Amistad Movie Poster Image

Amistad

(i)

 

Intense true story about slavery has graphic violence.
  • Review Date: May 20, 2003
  • Rated: R
  • Genre: Drama
  • Release Year: 1997
  • Running Time: 155 minutes

What parents need to know

Positive messages

West Africans recently kidnapped from their homes fight back against their captors on a slave ship, fighting for their freedom and the right to control their own destiny. Abolitionists take up their cause and display conviction and integrity in their fight for what was then a controversial cause. 

Positive role models

Through his bravery and his actions, Cinque displays the attributes of a strong leader. The lawyers and abolitionists who represent Cinque and the others who took part in the slave revolt on board the Amistad display integrity and courage in their desire to do what is right. John Quincy Adams, in his speech before the Supreme Court, displays remarkable eloquence in the cause of not only the freedom of the West Africans who revolted against their captors on board the Amistad but also for the ending of slavery itself in the United States.

* **Challenge**:
Reproduce the Amistad review word for word, between "Positive messages" and "a controversial cause.", inclusive.

* **Entries**:
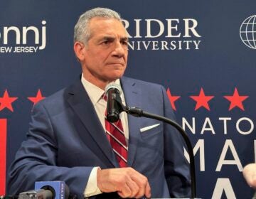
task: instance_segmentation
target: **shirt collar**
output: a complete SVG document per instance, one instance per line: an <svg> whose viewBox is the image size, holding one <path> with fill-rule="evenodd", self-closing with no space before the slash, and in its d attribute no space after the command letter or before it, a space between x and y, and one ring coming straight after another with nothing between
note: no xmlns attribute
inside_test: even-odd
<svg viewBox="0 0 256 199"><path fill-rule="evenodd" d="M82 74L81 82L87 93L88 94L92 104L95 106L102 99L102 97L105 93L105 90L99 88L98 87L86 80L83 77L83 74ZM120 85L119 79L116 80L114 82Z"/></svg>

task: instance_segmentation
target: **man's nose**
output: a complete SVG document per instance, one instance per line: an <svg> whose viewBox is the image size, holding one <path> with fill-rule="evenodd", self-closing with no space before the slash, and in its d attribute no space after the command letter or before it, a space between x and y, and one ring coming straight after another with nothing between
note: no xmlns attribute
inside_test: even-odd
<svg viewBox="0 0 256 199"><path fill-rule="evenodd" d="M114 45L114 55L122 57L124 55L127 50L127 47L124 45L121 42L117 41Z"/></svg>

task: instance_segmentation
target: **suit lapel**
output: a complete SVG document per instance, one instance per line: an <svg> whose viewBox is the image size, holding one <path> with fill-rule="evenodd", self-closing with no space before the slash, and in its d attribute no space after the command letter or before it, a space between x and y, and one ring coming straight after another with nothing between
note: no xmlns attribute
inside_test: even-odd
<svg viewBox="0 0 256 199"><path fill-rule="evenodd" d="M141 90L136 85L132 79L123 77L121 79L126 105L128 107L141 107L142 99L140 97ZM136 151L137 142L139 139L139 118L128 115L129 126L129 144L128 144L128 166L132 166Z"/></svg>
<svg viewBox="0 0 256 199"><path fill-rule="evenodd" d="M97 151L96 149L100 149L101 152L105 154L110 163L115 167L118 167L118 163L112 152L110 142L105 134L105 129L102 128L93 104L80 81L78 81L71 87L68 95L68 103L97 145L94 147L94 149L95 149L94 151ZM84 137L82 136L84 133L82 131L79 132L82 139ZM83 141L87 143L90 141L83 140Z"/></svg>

---

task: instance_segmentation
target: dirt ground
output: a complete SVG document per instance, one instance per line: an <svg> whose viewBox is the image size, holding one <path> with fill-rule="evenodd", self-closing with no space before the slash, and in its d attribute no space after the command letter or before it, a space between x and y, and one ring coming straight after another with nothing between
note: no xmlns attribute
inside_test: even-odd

* * *

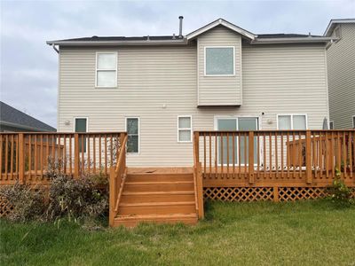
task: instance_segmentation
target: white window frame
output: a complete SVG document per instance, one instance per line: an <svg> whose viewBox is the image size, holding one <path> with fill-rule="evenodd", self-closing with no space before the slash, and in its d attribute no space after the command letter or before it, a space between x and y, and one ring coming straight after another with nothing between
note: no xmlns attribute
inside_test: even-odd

* **Final result**:
Positive messages

West Africans recently kidnapped from their homes fight back against their captors on a slave ship, fighting for their freedom and the right to control their own destiny. Abolitionists take up their cause and display conviction and integrity in their fight for what was then a controversial cause.